## [Given passage]
----
The long-awaited trial was a test case for DxE’s theory of change, which relies on a tactic they call “open rescue.” The group openly removes animals suffering on factory farms, vivisection labs, and other places where they’re exploited for profit, inviting confrontation with the legal system. Hsiung and Picklesimer aimed to persuade a jury of their peers that it makes no sense to imprison people for saving suffering animals, thereby opening the door to a legal “right to rescue.”

“Against the advice of my co-counsel and pretty much all the attorneys I’ve talked to, I’m going to tell you exactly what we did on the night in question because I believe in the people of this country and the people of Utah to make the right choice,” said Hsiung, an attorney who represented himself, in his opening statement to the jury. Animal rescue “is not the worst part of us as human beings. It’s the best of us.”

“Today is a good day for somebody in particular, and that’s Lily and Lizzie, two pigs who are living their best lives in the sunshine right now, who are priceless,” Picklesimer said after the verdict. “They got the right to be rescued today. There are billions of animals who don’t have that right yet, and we’re going to keep working for them.”

Hsiung and Picklesimer, along with three other activists who have since pleaded out of the case, entered Circle Four Farms, Smithfield’s factory farm complex in Beaver County, Utah, in 2017 to investigate the company’s pledge to stop using gestation crates, which confine pregnant pigs in cages too small to let them turn around.
----
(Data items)
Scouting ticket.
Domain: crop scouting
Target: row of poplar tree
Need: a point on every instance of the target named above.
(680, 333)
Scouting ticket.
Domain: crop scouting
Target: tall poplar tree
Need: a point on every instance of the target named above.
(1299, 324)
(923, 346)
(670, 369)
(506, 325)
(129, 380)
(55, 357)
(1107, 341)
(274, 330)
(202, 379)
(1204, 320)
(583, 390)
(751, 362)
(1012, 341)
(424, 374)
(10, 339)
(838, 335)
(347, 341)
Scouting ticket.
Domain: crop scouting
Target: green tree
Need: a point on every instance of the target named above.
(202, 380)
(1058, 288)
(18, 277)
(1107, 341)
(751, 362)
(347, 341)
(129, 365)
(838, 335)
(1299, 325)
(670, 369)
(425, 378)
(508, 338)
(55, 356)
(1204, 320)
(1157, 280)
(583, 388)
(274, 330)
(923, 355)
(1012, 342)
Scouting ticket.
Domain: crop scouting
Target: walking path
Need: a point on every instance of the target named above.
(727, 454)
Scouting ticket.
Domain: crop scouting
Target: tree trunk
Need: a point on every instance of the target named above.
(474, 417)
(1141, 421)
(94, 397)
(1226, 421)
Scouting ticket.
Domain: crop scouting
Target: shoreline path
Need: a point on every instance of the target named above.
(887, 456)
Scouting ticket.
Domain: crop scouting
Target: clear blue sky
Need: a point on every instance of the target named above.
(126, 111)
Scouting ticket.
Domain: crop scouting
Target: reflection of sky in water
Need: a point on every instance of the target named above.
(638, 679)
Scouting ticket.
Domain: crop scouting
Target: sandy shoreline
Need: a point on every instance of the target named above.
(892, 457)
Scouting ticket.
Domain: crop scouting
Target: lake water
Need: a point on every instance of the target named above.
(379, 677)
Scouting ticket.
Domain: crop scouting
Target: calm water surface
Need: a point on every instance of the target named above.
----
## [Objective 1]
Return the stretch of the open-rescue trial passage from "Hsiung and Picklesimer, along" through "them turn around.", copied word for word.
## [Objective 2]
Give the number of lines in the rows above that contain the string "water", and reply with that number only.

## [Worked answer 1]
Hsiung and Picklesimer, along with three other activists who have since pleaded out of the case, entered Circle Four Farms, Smithfield’s factory farm complex in Beaver County, Utah, in 2017 to investigate the company’s pledge to stop using gestation crates, which confine pregnant pigs in cages too small to let them turn around.

## [Worked answer 2]
3